Task description.
Across the records below, how many lines contain the string "shoreline"? Give the number by itself.

Records to use.
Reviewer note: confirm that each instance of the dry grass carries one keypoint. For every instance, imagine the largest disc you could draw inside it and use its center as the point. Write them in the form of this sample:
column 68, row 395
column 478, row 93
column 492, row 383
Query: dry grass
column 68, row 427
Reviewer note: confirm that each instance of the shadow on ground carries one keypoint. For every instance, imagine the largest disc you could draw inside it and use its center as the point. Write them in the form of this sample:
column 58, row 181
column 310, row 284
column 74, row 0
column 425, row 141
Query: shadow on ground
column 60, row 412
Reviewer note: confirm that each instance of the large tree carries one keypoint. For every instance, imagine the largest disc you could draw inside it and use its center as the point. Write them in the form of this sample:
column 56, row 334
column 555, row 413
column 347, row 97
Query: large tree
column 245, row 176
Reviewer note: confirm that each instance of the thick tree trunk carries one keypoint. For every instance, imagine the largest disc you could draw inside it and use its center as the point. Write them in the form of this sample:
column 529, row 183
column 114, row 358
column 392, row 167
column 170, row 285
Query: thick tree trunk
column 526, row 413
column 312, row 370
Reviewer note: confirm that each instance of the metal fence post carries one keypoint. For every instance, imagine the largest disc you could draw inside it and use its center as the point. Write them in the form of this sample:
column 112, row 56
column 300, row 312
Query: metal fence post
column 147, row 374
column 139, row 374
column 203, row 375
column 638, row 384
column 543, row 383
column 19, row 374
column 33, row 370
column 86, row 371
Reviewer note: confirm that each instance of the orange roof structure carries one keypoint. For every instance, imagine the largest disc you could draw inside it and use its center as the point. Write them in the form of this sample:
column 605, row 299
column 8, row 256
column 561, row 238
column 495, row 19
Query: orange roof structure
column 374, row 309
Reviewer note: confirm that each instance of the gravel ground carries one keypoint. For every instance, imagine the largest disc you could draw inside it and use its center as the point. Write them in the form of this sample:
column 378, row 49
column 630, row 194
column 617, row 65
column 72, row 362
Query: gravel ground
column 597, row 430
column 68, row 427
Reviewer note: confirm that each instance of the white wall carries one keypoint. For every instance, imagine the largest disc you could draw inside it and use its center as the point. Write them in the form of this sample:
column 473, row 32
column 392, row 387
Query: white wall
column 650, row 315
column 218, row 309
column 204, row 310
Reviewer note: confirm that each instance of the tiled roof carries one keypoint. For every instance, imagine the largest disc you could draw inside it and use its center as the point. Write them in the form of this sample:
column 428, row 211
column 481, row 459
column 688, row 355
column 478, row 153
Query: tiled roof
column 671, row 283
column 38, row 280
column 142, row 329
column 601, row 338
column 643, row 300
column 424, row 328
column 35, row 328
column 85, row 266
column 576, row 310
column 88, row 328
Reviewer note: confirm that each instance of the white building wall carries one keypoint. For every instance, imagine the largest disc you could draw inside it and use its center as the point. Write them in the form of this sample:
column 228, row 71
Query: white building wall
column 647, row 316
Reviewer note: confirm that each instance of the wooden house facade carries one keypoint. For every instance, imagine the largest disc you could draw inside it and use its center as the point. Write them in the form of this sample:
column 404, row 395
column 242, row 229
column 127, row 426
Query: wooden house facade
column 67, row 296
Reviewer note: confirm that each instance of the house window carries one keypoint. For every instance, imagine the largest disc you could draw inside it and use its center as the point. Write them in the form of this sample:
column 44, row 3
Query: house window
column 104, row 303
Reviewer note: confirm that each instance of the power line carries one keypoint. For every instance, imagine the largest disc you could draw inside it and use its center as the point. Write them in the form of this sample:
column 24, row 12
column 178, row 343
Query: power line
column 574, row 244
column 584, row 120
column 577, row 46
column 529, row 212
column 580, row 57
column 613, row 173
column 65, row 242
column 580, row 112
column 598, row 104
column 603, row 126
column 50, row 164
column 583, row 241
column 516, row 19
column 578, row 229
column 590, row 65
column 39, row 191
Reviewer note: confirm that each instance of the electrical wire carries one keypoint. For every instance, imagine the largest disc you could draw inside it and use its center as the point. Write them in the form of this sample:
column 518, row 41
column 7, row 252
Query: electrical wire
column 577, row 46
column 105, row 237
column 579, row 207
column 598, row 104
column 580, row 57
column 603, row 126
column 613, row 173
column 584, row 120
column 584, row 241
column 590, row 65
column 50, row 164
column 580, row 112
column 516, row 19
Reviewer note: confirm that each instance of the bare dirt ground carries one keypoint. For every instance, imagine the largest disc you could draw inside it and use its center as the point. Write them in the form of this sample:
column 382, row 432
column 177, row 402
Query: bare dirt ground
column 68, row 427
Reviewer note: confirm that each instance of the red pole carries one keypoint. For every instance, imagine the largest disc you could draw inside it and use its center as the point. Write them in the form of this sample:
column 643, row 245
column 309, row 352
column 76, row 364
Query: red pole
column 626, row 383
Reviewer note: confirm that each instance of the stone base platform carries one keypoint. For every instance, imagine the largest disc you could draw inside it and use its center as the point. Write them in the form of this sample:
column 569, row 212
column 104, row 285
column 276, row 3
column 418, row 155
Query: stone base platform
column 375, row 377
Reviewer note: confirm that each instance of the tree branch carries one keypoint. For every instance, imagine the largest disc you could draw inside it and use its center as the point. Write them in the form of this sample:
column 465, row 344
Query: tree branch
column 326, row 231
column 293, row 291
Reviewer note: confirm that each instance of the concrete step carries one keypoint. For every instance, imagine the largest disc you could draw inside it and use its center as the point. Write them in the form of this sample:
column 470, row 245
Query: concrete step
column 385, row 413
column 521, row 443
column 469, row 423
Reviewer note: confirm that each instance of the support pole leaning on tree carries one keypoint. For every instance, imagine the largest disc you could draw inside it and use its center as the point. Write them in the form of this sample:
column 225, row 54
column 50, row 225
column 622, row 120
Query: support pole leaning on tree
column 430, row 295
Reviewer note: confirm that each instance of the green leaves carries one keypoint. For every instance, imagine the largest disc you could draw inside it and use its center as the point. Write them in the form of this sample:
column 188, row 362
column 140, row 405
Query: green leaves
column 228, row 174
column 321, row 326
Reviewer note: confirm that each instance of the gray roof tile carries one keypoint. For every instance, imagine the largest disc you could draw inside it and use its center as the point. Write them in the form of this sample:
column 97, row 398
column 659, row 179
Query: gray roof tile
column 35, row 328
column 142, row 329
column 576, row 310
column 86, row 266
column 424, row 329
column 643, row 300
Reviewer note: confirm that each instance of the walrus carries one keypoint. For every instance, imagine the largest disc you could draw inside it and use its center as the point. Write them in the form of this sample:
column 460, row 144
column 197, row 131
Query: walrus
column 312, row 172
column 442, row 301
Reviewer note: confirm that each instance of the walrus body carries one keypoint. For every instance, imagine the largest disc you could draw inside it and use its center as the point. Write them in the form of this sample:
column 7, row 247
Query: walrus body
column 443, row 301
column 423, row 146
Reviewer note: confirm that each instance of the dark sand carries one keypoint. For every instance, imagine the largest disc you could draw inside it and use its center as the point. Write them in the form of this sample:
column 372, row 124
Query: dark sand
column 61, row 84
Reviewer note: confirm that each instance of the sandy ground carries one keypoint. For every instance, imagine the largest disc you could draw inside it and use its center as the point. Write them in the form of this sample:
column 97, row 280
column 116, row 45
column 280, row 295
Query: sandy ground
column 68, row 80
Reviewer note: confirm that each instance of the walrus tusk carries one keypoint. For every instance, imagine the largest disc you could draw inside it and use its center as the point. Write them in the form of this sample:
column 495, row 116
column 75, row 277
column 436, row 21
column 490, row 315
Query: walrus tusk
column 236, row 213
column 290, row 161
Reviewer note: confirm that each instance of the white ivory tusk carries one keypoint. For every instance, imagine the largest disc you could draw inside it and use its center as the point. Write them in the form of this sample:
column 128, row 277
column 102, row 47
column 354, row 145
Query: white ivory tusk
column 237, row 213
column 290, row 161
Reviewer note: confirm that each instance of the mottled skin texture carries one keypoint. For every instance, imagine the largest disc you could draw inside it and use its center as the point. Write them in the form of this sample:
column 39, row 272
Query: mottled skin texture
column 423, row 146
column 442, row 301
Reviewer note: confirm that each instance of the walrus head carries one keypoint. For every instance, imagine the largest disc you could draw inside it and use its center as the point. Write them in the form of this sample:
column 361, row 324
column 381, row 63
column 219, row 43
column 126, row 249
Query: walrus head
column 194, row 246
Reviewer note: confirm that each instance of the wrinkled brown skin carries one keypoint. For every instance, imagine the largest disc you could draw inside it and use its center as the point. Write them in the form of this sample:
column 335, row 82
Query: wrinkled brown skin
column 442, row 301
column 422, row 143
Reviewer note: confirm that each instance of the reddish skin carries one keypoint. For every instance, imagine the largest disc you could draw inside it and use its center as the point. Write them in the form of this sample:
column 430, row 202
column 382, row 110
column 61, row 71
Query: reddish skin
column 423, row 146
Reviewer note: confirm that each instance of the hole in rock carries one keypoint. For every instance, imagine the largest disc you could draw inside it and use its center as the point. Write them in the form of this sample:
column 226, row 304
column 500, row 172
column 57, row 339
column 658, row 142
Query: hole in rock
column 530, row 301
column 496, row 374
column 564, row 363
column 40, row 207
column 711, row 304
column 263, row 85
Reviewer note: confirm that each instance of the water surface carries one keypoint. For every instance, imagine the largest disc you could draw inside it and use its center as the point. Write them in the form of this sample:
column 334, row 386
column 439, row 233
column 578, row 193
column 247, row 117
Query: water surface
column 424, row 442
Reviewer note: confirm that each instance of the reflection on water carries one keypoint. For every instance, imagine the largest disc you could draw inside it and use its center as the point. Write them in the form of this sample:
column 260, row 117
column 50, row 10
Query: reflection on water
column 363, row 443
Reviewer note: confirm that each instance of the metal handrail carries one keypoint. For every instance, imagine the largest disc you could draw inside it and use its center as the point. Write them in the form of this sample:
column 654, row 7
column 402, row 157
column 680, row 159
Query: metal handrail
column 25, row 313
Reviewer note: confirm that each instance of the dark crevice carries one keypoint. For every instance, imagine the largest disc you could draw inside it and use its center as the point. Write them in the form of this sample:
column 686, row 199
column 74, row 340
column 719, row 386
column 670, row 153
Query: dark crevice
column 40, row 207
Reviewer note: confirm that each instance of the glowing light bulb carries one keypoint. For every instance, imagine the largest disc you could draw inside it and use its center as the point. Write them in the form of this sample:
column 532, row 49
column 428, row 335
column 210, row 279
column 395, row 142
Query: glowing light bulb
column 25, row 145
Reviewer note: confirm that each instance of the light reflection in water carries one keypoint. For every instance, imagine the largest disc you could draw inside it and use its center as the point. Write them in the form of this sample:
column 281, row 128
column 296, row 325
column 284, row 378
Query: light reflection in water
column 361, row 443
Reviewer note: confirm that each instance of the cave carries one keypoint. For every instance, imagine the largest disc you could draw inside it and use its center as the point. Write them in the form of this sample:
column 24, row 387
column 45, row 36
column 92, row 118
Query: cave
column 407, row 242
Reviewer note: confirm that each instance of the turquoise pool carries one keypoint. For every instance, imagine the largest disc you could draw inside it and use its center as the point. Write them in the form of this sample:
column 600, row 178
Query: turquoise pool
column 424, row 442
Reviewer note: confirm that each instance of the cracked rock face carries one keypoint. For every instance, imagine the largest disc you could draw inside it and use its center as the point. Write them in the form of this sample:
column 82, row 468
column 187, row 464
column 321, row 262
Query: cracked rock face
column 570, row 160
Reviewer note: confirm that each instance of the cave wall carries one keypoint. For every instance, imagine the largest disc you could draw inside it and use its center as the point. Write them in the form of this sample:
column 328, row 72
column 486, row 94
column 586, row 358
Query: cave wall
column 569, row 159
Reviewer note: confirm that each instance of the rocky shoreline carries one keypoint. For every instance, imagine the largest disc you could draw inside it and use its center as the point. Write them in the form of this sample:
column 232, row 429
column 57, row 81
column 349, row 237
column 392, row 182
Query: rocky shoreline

Response box.
2